---------- Material for the task

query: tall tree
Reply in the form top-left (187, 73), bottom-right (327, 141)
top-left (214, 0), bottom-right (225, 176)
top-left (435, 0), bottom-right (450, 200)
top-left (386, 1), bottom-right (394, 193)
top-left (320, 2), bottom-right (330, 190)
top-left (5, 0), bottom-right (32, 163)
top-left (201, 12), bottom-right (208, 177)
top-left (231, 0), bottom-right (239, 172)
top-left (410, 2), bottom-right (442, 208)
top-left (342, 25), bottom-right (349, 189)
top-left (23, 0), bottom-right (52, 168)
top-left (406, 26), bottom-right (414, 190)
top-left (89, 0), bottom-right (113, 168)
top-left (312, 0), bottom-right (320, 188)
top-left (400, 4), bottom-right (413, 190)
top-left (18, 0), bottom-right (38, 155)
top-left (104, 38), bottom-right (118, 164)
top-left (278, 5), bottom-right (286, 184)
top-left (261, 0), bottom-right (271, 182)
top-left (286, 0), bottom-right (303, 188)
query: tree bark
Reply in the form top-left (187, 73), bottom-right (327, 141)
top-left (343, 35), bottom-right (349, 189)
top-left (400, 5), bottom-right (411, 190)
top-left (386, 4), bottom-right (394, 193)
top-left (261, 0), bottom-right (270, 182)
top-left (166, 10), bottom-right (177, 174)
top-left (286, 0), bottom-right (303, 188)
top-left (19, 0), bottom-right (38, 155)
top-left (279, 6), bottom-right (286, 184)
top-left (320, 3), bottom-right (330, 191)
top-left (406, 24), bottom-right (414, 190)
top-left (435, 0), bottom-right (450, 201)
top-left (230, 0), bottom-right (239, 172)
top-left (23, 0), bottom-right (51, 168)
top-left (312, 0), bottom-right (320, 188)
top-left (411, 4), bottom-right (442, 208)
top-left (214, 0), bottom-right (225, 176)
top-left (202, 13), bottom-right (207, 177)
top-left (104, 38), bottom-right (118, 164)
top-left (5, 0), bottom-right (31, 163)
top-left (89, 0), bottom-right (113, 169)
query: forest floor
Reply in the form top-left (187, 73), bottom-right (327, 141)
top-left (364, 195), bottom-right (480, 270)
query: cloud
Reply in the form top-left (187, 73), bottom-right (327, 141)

--------------------

Copy the records exactly.

# Output of the exercise
query: tall tree
Reply in the form top-left (187, 73), bottom-right (327, 141)
top-left (214, 0), bottom-right (225, 176)
top-left (435, 0), bottom-right (450, 200)
top-left (386, 1), bottom-right (394, 193)
top-left (320, 2), bottom-right (330, 190)
top-left (5, 0), bottom-right (32, 163)
top-left (201, 12), bottom-right (208, 177)
top-left (231, 0), bottom-right (239, 172)
top-left (410, 2), bottom-right (442, 208)
top-left (342, 25), bottom-right (349, 189)
top-left (23, 0), bottom-right (52, 168)
top-left (406, 26), bottom-right (414, 190)
top-left (89, 0), bottom-right (113, 168)
top-left (312, 0), bottom-right (320, 188)
top-left (400, 4), bottom-right (413, 190)
top-left (18, 0), bottom-right (38, 155)
top-left (104, 38), bottom-right (118, 164)
top-left (278, 5), bottom-right (286, 184)
top-left (261, 0), bottom-right (271, 182)
top-left (286, 0), bottom-right (303, 188)
query: tree bark
Reply in the form top-left (187, 73), bottom-right (327, 141)
top-left (343, 35), bottom-right (349, 189)
top-left (400, 5), bottom-right (411, 190)
top-left (386, 4), bottom-right (394, 193)
top-left (261, 0), bottom-right (270, 182)
top-left (166, 10), bottom-right (177, 174)
top-left (286, 0), bottom-right (303, 188)
top-left (19, 0), bottom-right (38, 155)
top-left (279, 6), bottom-right (286, 184)
top-left (320, 3), bottom-right (330, 191)
top-left (406, 24), bottom-right (414, 190)
top-left (435, 0), bottom-right (450, 201)
top-left (230, 0), bottom-right (239, 172)
top-left (23, 0), bottom-right (51, 168)
top-left (312, 0), bottom-right (320, 188)
top-left (411, 4), bottom-right (442, 208)
top-left (214, 0), bottom-right (225, 176)
top-left (202, 13), bottom-right (207, 177)
top-left (104, 38), bottom-right (118, 164)
top-left (5, 0), bottom-right (31, 163)
top-left (89, 0), bottom-right (113, 169)
query: forest floor
Reply in the form top-left (187, 73), bottom-right (327, 141)
top-left (364, 195), bottom-right (480, 270)
query: cloud
Reply in the form top-left (187, 73), bottom-right (327, 141)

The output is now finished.